* **Text block**
++++

Thursday, June 30, 2011

FW: Rightly Dividing the Word of Truth

Walther…

 

Feed: Gnesio
Posted on: Wednesday, June 29, 2011 5:56 AM
Author: Gnesio
Subject: Rightly Dividing the Word of Truth

 

Many ministers, not all inefficient otherwise, imagine that they have accomplished much, in fact, that they have achieved their aim, when they have roused their hearers from their carnal security and reduced them to a state of mind where they despair of their being in a state of grace and of their salvation. It is, indeed, necessary that every person who is to be saved by brought out of his false security, false comfort, false peace, and false hopes. He must, indeed, be made to despair of salvation and of his present condition. But that is merely a preparatory stage through which he must pass; it is not the matter of chief importance nor the chief aim that is to be achieved with regard to him. The principal matter is that he attain to full assurance of his state of grace and his salvation, so that he may exult, as a pardoned sinner, with the godly poet Woltersdorf and sing: —

I know, yes, I know, and shall e'er be maintaining,
That, as sure as God's hands in His Kingdom are reigning,
As sure as his sun does the heavens adorn,
His pardon for sinners to me has been borne.

++++

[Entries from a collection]
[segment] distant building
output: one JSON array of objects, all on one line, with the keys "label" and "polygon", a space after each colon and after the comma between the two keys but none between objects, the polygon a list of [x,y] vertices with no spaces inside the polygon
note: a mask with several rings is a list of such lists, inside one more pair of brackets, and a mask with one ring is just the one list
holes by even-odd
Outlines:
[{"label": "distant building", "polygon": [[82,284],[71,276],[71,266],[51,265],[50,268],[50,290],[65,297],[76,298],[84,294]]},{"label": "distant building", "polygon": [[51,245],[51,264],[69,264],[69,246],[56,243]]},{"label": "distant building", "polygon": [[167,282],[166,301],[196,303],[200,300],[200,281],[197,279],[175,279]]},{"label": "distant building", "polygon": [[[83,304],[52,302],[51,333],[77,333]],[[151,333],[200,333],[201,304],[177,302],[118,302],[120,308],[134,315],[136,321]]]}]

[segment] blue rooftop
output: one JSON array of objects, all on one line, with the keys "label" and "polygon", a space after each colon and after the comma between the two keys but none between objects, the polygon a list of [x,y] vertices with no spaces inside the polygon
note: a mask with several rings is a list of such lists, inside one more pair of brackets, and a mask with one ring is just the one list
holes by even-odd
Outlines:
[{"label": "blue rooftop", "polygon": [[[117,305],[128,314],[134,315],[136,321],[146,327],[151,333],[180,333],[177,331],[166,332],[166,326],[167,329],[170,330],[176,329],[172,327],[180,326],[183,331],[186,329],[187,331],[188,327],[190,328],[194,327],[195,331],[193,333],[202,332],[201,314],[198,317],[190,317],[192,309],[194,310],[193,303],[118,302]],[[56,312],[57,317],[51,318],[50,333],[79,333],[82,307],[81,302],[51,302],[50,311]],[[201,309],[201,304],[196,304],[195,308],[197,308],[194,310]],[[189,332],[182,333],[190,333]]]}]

++++

* **What you are asked to do**
Write the next part of the text about ministers and assurance of salvation, starting after its closing lines of verse.

* **Written response**
That such is the principal aim of an evangelical minister there can be no doubt. For the minister must preach the Gospel to those entrusted to him; he must bring them to faith in Christ, baptize them, and administer absolution and the Lord's Supper to them. However, preaching the Gospel means nothing else than telling men that they have been reconciled, perfectly reconciled, with God by Christ. Living, genuine faith of the heart means nothing else than the divine assurance that one has the forgiveness of sins and that the gates of heaven are open to him. Baptizing a person means nothing else than taking him out of the world of lost sinners, by the command and in the name and place of God, and giving him the solemn assurance that God is gracious to him, that God is his Father, and that he, the baptized person, is God's child; that the Son of God is his Savior and the baptized his child and already saved; that the Holy Spirit is his comforter and the baptized an abode of the Holy Spirit. Administering absolution to a person means nothing else than saying to him by the command and in the name and place of Christ: "Thy sins are forgiven thee." Administering Holy Communion means nothing else than saying to him in the name of Jesus: "You, too, are to share in the great achievement of redemption. To confirm your claim on it, this precious pledge is given you, namely, the body and blood of Christ, the ransom with which He purchased the entire world."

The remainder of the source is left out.